(Stored data entries)
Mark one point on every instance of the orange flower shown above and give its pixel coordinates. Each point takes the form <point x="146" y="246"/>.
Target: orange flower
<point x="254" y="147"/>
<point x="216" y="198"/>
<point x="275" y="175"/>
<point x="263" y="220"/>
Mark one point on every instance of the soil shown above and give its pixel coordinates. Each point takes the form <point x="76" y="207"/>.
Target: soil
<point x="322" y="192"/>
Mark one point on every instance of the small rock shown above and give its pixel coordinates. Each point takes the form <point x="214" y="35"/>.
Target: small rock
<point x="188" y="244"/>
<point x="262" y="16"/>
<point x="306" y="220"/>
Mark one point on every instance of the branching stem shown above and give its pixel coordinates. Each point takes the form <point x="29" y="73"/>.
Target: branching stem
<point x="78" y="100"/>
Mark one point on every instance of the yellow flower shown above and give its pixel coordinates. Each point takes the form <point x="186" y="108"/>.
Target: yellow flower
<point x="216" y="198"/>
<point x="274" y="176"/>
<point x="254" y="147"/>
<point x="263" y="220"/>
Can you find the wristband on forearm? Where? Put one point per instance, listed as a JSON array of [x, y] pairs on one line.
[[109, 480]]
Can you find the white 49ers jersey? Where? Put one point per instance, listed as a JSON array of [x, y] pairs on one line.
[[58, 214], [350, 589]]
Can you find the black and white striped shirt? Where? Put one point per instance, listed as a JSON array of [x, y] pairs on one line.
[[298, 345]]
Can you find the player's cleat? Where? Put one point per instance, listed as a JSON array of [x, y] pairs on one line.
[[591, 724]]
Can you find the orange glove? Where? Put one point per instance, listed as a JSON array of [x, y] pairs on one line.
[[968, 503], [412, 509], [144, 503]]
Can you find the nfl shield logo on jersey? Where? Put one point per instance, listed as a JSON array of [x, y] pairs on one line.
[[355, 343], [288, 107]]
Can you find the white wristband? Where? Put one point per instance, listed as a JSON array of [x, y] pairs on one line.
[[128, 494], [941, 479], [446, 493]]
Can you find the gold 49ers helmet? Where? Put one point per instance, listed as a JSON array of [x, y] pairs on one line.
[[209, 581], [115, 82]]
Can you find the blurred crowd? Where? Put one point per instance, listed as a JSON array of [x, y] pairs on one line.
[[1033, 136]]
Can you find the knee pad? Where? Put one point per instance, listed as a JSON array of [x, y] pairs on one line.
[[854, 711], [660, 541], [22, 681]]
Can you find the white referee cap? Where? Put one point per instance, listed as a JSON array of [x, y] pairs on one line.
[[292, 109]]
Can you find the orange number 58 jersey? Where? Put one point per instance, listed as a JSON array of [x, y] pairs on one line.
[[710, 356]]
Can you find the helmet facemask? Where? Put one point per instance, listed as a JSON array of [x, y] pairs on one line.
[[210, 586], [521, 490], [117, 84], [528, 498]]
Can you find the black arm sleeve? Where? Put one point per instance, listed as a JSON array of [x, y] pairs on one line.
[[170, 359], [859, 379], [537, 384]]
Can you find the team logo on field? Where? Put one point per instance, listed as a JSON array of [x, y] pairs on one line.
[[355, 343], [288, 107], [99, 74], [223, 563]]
* * *
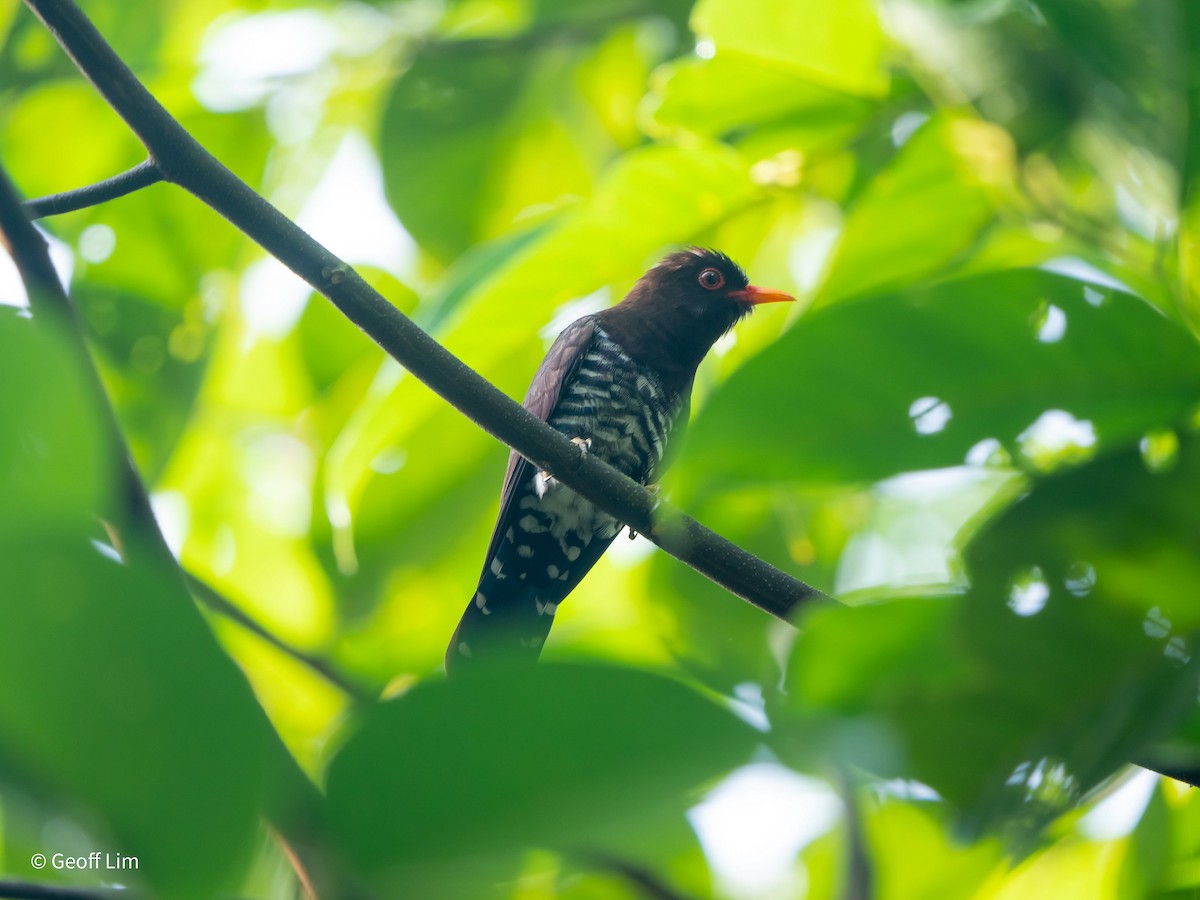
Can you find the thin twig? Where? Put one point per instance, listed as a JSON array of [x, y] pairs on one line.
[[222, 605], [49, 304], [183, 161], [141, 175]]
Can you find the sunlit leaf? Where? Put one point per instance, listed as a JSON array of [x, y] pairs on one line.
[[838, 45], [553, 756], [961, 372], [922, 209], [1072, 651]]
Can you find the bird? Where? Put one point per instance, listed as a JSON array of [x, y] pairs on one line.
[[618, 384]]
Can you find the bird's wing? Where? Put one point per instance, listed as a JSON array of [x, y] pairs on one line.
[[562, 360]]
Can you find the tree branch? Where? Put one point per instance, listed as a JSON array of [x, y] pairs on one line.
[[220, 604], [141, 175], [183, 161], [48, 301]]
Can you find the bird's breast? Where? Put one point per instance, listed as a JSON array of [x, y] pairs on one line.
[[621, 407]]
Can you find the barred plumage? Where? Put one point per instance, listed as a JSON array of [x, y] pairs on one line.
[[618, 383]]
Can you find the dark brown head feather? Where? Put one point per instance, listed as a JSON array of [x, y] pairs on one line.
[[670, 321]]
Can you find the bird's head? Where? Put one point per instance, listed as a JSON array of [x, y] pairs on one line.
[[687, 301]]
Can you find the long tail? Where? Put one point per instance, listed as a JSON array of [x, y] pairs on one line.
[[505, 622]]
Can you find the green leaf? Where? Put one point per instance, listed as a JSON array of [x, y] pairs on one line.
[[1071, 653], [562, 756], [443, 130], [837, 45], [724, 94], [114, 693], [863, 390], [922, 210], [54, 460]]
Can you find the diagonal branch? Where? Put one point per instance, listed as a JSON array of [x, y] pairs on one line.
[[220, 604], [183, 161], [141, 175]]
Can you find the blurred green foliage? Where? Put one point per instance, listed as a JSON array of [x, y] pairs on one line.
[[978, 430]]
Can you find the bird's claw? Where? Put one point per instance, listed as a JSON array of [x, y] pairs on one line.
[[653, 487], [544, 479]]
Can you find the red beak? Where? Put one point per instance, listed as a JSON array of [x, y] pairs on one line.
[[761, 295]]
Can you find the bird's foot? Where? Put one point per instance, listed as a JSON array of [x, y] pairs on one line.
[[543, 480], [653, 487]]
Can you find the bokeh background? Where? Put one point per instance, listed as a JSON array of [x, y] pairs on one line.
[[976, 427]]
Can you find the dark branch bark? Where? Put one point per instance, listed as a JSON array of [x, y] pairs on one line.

Required action:
Reply with the number of lines above in which the word "pixel" appears, and with nothing else.

Solution:
5